## GIVEN REQUEST
Reproduce the passage of the impeachment discussion between "[–] [email protected] 4 points" and "two most common.", inclusive, word for word.

## PAGE TEXT
________________________

In an ideal world, voters would recognize that their representatives are being dishonest and partisan for personal gain and vote them out. There's no check against blatant corruption when the voters support the corruption.

[–] [email protected] 1 points 9 months ago (2 children)

I think people get that impeachment can be abused. The real question is whether a crime was committed. That gets decided in court. Or it all goes away politically like Nixon.

[–] [email protected] 3 points 9 months ago

Because its a political process, it is about convincing voters that it is valid. We'll see how these impeachments affect voters in the next election, and the ones to come. My understanding is that with Bill Clinton's impeachment, which R's believed was valid, but other wouldn't, led to Democrats winning seats in the house. Republicans were rather certain it did a lot of damage and would lead to them gain more seats in congress. Similar thing has happened with Trump, he even essentially lost his reelection due to some help of his impeachments. If republicans make a shitty show of their impeachment, people may see through it and still vote for biden.

[–] [email protected] 4 points 9 months ago* (last edited 9 months ago)

It gets decided in the senate? Impeachment is an inherently political process, but it is technically a conviction. (With a jury composed of the senate).

They can then impose further punishments in accordance with their sentence. Removal and future ineligibility are just the two most common.

[–] [email protected] 41 points 9 months ago (1 children)

This is written in such an infuriating both-sides-ism way. Trump was impeached twice on real grounds vs the Republicans impeaching everyone they can find for no good reason is so far from the same thing.

________________________

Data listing
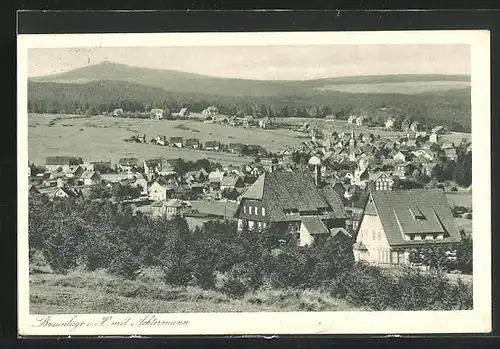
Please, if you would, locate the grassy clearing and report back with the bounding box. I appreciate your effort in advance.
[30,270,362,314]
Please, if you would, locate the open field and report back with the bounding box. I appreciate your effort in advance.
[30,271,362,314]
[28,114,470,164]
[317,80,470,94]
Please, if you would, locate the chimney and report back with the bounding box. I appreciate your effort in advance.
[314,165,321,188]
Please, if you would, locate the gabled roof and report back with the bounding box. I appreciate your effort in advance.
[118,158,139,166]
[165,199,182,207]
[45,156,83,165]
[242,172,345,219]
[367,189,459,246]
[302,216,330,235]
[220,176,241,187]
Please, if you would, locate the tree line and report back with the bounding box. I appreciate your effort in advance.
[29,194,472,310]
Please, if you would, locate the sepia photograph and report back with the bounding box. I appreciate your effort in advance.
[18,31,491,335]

________________________

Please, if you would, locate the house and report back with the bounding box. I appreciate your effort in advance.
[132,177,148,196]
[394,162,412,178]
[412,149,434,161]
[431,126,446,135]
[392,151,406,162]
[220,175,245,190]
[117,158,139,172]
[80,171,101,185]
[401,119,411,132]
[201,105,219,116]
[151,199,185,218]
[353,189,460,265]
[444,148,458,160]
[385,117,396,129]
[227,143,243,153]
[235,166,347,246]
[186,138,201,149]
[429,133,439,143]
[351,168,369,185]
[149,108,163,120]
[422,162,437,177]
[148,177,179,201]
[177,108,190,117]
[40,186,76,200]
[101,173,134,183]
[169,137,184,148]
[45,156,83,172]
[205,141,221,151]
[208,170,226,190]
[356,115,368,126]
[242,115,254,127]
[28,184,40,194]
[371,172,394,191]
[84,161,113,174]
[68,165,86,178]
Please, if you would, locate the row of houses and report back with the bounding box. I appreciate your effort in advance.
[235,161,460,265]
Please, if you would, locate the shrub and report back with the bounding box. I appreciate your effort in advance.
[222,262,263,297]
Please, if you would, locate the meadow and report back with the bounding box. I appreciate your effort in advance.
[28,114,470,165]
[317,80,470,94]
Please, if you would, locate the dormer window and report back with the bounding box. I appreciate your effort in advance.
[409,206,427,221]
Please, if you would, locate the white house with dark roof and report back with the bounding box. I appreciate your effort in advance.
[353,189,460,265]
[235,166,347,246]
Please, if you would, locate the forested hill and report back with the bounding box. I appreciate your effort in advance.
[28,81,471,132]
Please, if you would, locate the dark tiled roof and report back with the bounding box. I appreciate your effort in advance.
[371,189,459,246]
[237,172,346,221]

________________________

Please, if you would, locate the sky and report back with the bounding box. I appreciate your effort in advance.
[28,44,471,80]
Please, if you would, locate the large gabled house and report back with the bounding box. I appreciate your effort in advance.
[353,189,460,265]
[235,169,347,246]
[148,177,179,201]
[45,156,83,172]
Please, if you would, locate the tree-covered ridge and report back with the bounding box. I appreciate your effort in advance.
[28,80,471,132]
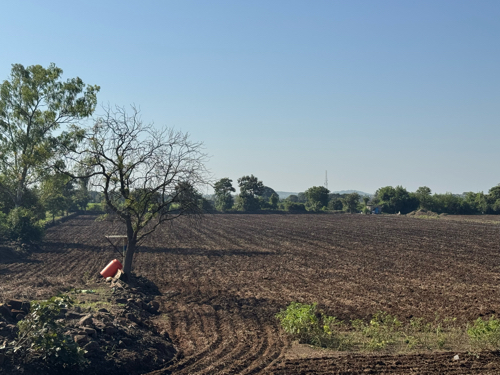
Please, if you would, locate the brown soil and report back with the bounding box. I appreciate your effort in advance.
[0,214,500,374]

________________________

## EXPECTED ANSWER
[–] [email protected] 4 points 9 months ago* (last edited 9 months ago)

It gets decided in the senate? Impeachment is an inherently political process, but it is technically a conviction. (With a jury composed of the senate).

They can then impose further punishments in accordance with their sentence. Removal and future ineligibility are just the two most common.